PROBLEM DESCRIPTION: Find every line in the items below that contains the word "camouflage", and copy each of those lines in full.

PROVIDED INFORMATION:
----

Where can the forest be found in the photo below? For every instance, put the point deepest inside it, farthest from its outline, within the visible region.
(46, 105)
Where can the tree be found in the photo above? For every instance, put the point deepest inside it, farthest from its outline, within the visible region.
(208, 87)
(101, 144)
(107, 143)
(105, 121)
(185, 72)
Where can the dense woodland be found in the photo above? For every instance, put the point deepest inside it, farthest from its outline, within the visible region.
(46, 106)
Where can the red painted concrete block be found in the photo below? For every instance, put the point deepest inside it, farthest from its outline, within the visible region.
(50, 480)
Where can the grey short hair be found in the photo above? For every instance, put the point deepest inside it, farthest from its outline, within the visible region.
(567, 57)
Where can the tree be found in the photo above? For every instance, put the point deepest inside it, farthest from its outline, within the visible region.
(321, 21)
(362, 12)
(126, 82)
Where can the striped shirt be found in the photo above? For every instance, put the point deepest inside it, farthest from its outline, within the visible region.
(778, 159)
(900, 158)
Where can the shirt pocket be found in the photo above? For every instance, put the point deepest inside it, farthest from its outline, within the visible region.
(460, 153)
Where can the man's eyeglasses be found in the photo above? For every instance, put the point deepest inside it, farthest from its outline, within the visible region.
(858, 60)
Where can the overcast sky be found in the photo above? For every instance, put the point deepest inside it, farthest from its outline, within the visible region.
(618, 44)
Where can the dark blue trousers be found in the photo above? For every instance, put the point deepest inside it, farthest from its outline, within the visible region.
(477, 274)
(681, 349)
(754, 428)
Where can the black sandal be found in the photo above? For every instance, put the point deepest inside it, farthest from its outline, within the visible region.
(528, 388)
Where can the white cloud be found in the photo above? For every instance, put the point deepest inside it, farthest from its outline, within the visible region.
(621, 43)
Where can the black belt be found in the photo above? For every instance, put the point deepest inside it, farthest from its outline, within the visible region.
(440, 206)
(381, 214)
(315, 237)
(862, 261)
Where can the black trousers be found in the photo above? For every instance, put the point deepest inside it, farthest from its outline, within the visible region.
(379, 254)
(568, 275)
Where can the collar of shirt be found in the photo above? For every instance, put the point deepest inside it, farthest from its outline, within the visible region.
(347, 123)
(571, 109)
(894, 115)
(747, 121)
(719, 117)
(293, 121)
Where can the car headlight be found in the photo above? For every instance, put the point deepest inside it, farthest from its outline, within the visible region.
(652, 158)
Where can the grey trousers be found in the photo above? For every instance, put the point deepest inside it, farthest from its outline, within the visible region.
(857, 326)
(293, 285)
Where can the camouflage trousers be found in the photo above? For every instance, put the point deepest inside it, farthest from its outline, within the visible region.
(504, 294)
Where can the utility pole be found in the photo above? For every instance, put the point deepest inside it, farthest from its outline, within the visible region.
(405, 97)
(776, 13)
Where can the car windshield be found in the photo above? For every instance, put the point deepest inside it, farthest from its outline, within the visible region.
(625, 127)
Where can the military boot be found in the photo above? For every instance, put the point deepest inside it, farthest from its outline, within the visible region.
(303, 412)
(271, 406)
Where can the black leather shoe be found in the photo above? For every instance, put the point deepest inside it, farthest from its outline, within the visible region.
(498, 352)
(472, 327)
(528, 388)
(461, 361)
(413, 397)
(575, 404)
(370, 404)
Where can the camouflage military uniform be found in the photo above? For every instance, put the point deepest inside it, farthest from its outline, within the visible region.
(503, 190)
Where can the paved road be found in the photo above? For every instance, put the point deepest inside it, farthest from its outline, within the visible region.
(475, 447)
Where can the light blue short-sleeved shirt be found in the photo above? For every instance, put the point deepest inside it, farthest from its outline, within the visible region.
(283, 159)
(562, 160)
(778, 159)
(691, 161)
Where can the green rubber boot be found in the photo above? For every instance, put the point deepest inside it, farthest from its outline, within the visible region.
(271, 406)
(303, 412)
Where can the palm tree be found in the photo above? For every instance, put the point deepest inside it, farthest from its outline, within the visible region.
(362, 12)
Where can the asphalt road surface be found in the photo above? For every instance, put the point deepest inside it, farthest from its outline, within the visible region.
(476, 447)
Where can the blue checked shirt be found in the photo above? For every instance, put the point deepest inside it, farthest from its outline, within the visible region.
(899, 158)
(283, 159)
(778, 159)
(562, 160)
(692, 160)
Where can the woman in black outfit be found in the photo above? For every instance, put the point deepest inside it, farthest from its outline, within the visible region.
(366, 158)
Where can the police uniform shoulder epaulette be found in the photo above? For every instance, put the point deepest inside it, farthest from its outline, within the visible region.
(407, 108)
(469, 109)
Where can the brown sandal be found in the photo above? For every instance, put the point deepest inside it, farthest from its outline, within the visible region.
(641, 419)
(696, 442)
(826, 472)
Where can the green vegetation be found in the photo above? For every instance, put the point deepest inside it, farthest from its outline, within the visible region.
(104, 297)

----

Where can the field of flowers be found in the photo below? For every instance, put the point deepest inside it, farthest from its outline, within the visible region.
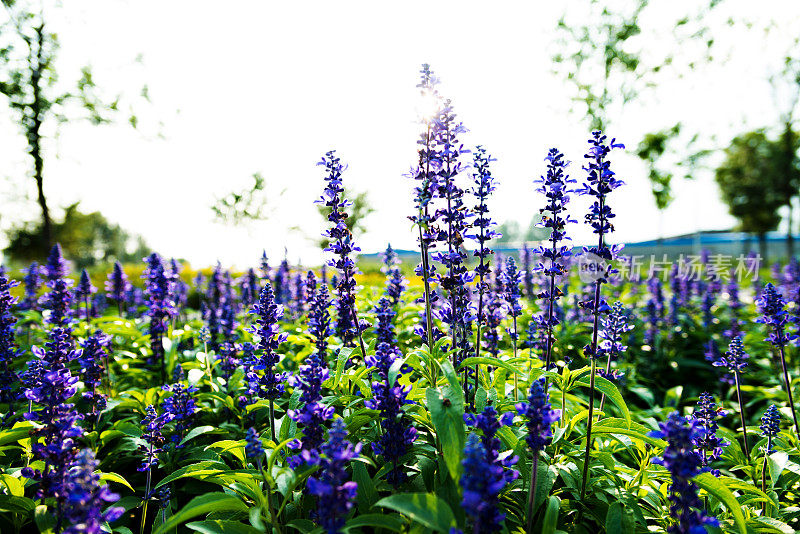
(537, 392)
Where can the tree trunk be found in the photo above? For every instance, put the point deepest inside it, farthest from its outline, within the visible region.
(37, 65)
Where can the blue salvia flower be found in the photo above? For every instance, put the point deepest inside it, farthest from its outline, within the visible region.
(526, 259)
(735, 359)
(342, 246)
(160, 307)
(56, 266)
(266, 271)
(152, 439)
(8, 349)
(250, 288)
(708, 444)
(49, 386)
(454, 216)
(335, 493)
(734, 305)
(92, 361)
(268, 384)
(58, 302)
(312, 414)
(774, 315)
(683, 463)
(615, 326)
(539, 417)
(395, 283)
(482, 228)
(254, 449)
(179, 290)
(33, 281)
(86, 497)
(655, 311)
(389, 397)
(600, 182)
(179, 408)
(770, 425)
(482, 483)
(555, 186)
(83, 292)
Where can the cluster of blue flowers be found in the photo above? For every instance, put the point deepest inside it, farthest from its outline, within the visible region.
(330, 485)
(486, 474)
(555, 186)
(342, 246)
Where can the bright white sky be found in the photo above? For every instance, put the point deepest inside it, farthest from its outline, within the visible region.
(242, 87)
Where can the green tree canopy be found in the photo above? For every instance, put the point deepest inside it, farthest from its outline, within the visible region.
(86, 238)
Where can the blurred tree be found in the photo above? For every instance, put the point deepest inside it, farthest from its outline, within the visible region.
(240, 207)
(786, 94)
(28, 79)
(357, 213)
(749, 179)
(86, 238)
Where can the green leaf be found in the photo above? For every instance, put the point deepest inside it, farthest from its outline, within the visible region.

----

ANSWER BELOW:
Where can the camouflage trousers be found in the photo above? For every instance, put the point deepest inside it, farthest from its outline, within the visible region.
Where can the camouflage military uniform be found in the photo above? For every instance, put the point deepest inside it, farthest from its outline, within the visible region.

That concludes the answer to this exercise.